• Passage to read:
-------

Last year’s federal coronavirus stimulus package included the Paycheck Protection Program and forgivable small business loans.
But, at least in California, a new study says that may have led to the rich getting richer, and the poor getting poorer. The UCLA study said the coronavirus relief bill failed to reach the state’s most economically vulnerable neighborhoods, raising questions about how government programs target the neediest and, in turn, track their success.
"The pandemic devastated communities of color and they’ve really borne the brunt of the pandemic, not just in terms of infection and mortality, but job loss and economic devaluation," said Sonja Diaz, founding director of the UCLA Latino Policy and Politics Initiative.
The study looked at neighborhoods in the Bay Area, Los Angeles and the Central Valley. "What we found was that there were disparities in the number of jobs protected and the number and amount of dollars going into Californians’ pockets based on the color of their skin," Diaz said.
The "wealthier, more affluent Congressional districts" got more funding, Diaz added.

-------

• Actions to take:
A: According to the stimulus article, which three parts of California did the UCLA study examine?
B: Write the next few sentences of the stimulus article, picking up after its final sentence.
The lines after this point come from a different source.

-------

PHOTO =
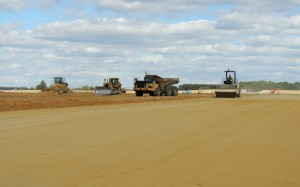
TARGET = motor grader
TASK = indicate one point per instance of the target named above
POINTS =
(111, 86)
(59, 86)
(155, 85)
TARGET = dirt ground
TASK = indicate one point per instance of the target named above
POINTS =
(193, 141)
(28, 101)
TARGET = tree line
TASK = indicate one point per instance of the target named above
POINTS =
(250, 86)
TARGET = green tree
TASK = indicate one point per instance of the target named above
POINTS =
(42, 85)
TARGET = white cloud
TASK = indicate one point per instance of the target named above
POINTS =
(47, 3)
(12, 5)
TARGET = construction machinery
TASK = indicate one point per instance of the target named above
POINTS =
(230, 86)
(156, 86)
(111, 86)
(58, 85)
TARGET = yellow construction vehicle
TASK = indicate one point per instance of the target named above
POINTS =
(59, 85)
(111, 86)
(230, 86)
(156, 86)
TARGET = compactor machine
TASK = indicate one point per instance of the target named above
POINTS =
(230, 86)
(156, 86)
(58, 85)
(111, 86)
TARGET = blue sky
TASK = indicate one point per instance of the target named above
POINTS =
(87, 41)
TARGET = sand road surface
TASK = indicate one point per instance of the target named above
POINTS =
(251, 141)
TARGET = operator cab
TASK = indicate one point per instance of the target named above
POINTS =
(230, 77)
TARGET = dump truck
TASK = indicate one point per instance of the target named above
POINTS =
(111, 86)
(58, 85)
(155, 85)
(230, 87)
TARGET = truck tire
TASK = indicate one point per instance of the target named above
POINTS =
(168, 91)
(138, 93)
(174, 91)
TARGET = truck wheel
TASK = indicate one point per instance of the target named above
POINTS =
(168, 91)
(139, 93)
(174, 91)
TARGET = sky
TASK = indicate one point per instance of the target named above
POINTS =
(195, 40)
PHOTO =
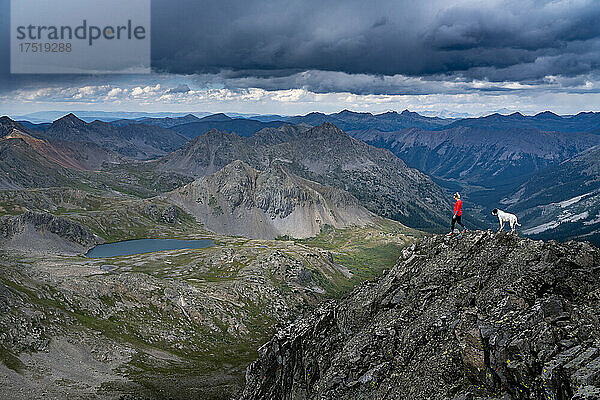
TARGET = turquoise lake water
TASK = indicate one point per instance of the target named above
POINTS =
(140, 246)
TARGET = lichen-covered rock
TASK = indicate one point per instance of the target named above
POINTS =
(479, 316)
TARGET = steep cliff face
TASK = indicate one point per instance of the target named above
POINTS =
(482, 316)
(44, 232)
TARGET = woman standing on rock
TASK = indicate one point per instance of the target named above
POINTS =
(457, 217)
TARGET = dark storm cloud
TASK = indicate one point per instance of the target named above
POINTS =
(363, 47)
(508, 40)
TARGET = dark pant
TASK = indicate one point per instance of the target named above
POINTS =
(455, 219)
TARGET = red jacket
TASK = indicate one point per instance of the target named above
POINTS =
(458, 207)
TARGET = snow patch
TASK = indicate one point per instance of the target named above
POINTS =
(572, 201)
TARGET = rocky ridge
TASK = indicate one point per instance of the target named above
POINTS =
(240, 200)
(482, 316)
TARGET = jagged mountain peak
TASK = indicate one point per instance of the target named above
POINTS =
(241, 200)
(7, 125)
(70, 119)
(217, 117)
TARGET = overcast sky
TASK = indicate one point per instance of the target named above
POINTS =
(291, 57)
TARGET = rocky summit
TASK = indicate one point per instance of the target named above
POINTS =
(484, 315)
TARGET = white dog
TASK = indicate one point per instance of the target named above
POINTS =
(504, 217)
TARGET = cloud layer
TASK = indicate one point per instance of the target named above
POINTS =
(300, 50)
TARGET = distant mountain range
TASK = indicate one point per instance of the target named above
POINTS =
(240, 200)
(324, 154)
(563, 201)
(489, 159)
(137, 141)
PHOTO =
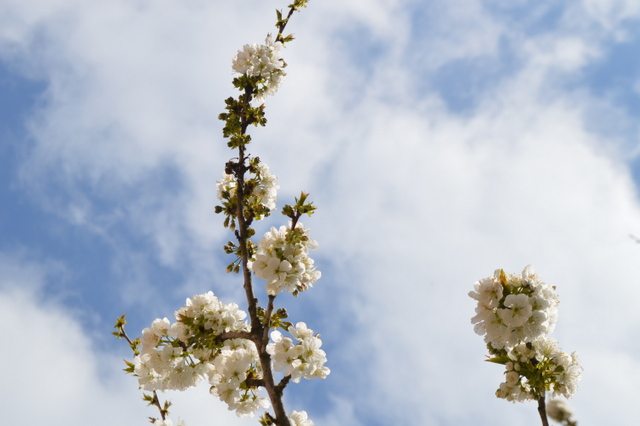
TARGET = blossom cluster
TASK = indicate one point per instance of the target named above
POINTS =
(302, 359)
(514, 308)
(282, 259)
(178, 356)
(538, 366)
(264, 61)
(264, 188)
(299, 418)
(515, 313)
(237, 361)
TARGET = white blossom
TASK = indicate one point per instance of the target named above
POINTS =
(299, 418)
(261, 60)
(304, 359)
(283, 260)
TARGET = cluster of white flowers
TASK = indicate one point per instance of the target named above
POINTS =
(163, 364)
(515, 313)
(514, 308)
(299, 418)
(177, 356)
(559, 370)
(283, 260)
(264, 192)
(237, 359)
(262, 60)
(302, 359)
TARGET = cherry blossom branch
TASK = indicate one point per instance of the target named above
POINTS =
(542, 411)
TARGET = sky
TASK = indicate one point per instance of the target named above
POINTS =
(440, 141)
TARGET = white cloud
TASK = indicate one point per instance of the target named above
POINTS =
(53, 373)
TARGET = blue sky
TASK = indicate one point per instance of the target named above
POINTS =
(440, 140)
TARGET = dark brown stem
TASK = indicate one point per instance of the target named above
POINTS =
(542, 410)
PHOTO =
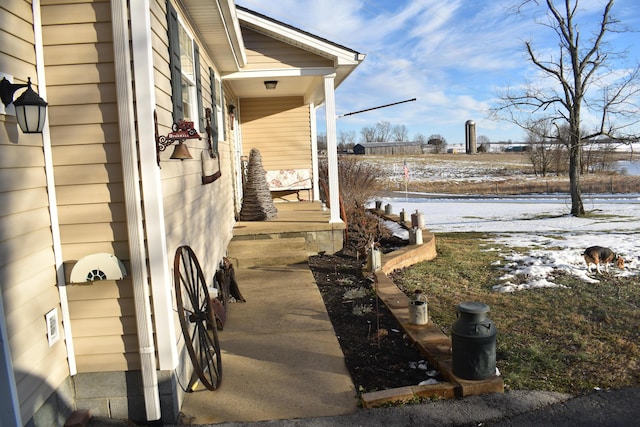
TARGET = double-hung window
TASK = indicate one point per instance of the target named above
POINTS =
(184, 61)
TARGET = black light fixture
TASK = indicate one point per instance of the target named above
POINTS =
(270, 84)
(31, 110)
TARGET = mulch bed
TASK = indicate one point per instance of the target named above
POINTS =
(377, 353)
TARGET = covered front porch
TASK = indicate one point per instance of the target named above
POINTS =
(300, 230)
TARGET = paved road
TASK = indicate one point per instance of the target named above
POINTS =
(515, 408)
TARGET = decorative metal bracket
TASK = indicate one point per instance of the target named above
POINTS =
(181, 131)
(210, 166)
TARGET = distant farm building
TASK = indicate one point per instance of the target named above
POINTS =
(388, 148)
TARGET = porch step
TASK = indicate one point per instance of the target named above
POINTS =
(270, 251)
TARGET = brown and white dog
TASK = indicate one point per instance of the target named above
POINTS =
(598, 255)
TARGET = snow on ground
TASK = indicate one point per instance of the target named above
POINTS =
(543, 236)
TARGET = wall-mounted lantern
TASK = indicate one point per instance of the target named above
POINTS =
(31, 110)
(270, 84)
(232, 114)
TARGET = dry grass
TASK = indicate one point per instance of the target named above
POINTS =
(568, 340)
(500, 173)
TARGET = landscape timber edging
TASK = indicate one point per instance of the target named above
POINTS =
(434, 345)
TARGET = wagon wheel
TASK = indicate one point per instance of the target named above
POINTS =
(196, 318)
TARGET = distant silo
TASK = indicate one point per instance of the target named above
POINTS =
(470, 136)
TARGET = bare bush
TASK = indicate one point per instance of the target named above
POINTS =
(357, 181)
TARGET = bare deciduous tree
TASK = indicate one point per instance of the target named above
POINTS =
(399, 133)
(581, 65)
(381, 132)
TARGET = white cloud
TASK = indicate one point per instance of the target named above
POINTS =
(453, 56)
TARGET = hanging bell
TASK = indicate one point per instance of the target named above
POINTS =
(181, 152)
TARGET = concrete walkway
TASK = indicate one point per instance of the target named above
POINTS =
(280, 356)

-------

• Per-task outputs:
A: The Bay Area, Los Angeles and the Central Valley.

B:
"There needs to be technical assistance so that minority-owned businesses, particularly those in the frontline of COVID-19, have access to the assistance, advice and technical strategy necessary to be successful in actually attaining these programs," she told KCBS Radio’s "The State of California."
"We need to lead with equity because there’s no way to recovery in the State of California if we are not ensuring that our current and future workforce is healthy," Diaz said of the shift in strategy.
As part of the new plan, doses would be spread out among 400 zip codes at the bottom of the state’s Healthy Places Index, which measures factors including income, housing status, education and access to healthcare services. Currently, those communities are receiving about 17 percent of the state's vaccine supply.